__What is expected__:
Summarize the passage below on olefin synthesis in two sentences.

__Document passage__:
:::::
Alkenylboranes are readily obtained by monohydroboration of acetylenes. Palladium catalysts in the presence of a base, such as sodium ethoxide, effect the coupling of the alkenylboranes with aryl halides to give arylated E-alkenes in good yield. The reaction proceeds with retention of configuration with respect to the alkenylborane. A general procedure for the preparation of the useful E-2-methyl-1-alkenyliodides has been described. These compounds are versatile precursors of trisubstituted olefins. The procedure involves the addition of trimethylaluminium to acetylenes in the presence of organo-zirconium reagents, followed by iodination. E-1-Chloro-1-alkenes and mixed 1,1-dihalogeno-1-alkenes are also readily prepared from 1-chloroacetylenes on reaction with lithium aluminium hydride followed by addition of the appropriate halogen.

Conditions have been described whereby both the alkenyl groups of a homocuprate reagent (13) can be utilized in the formation of Z-dialkylolefins (14). High yields are obtained with both allylic and benzylic halides. α-Halogenoethers similarly give Z-allylic ethers.

Substituted vinylsilanes are useful intermediates in the synthesis of stereo-chemically defined olefins. A new synthesis of substituted vinylsilanes (16) from the silylvinyl Grignard reagent (15) has been achieved. An alternative procedure is by silylation–dehydrosilylation of a trimethylsilylacetylene (17) to give the alkylvinylsilane (18) in 97% overall yield (Scheme 4). Z-1-Chloro- or -bromo-2-trimethylsilylethylenes (20) are readily obtained stereospecifically by halogenation of trans-1,2-bistrimethylsilylethylene (19), involving anti-addition of the halogen, followed by dehydrohalogenation (Scheme 5). More vigorous conditions are needed to produce the corresponding iodo-compound as an equal mixture of both the Z– and E-isomers. Substituted vinylsilanes are now accessible by the nickel-catalysed addition of Grignard reagents to silylacetylenes, although stereoselectivity is not good. However, the procedure does offer a short route to terpenoids, as illustrated by the synthesis of geraniol (Scheme 6).

The trimethylsilylacetylene (21) may serve as a common precursor to both the corresponding E– and Z-trisubstituted series of olefins in good yield and high stereoselectivity (Scheme 7). This procedure is essentially a development of the work of Zweifel and Lewis reported last year.

Helquist and his co-workers have now given more useful experimental details of the stereoselective synthesis of trisubstituted olefins by addition of alkyl-copper complexes, especially methylcopper, to acetylenes (Scheme 8). Clean results are obtained consistently only if the copper(I) bromide-dimethylsulphide complex (22) is white in appearance and its solutions are colourless. If either the solid or solution develops a pink colour (indicative of CuII salts) then larger amounts of dienes formed from coupling of the alkenyl-copper intermediates (23), are obtained. Complex (22) is best stored under nitrogen, although manipulation is performed routinely in air with no noticeable change in appearance. The techniques allow stoicheiometric amounts or only a small excess of the copper reagent to be used. However, long reaction times (~120 h) are necessary for the best results.
:::::
__Dataset excerpt__:

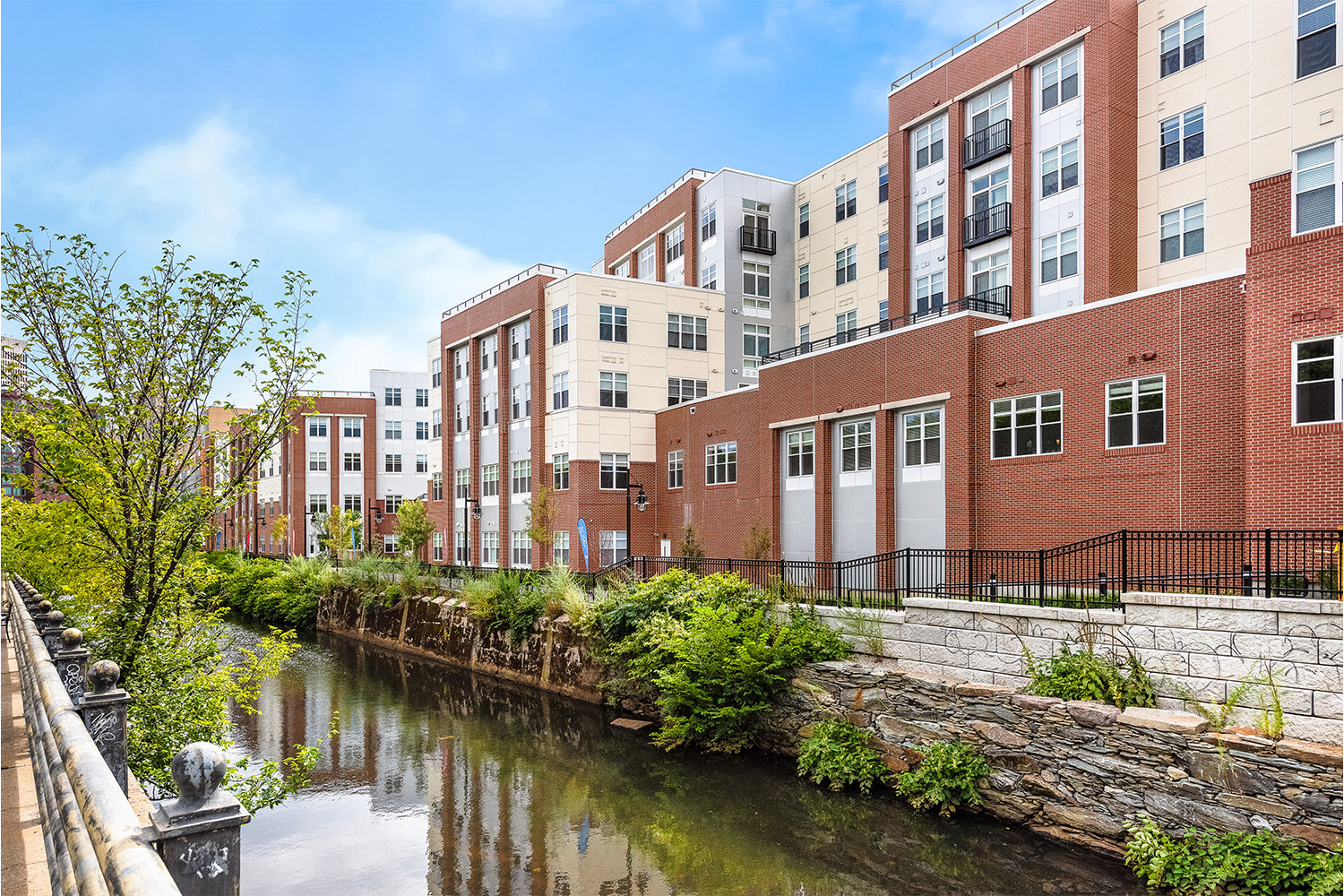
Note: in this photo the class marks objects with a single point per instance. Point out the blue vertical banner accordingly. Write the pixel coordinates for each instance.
(583, 541)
:::::
__Answer to this problem__:
Several routes to stereochemically defined olefins are described, including palladium-catalyzed coupling of alkenylboranes with aryl halides, homocuprate reactions that give Z-dialkylolefins, and various preparations of substituted vinylsilanes. Helquist and co-workers give experimental details for making trisubstituted olefins by adding alkyl-copper complexes to acetylenes, noting that clean results need a white copper(I) bromide complex and long reaction times.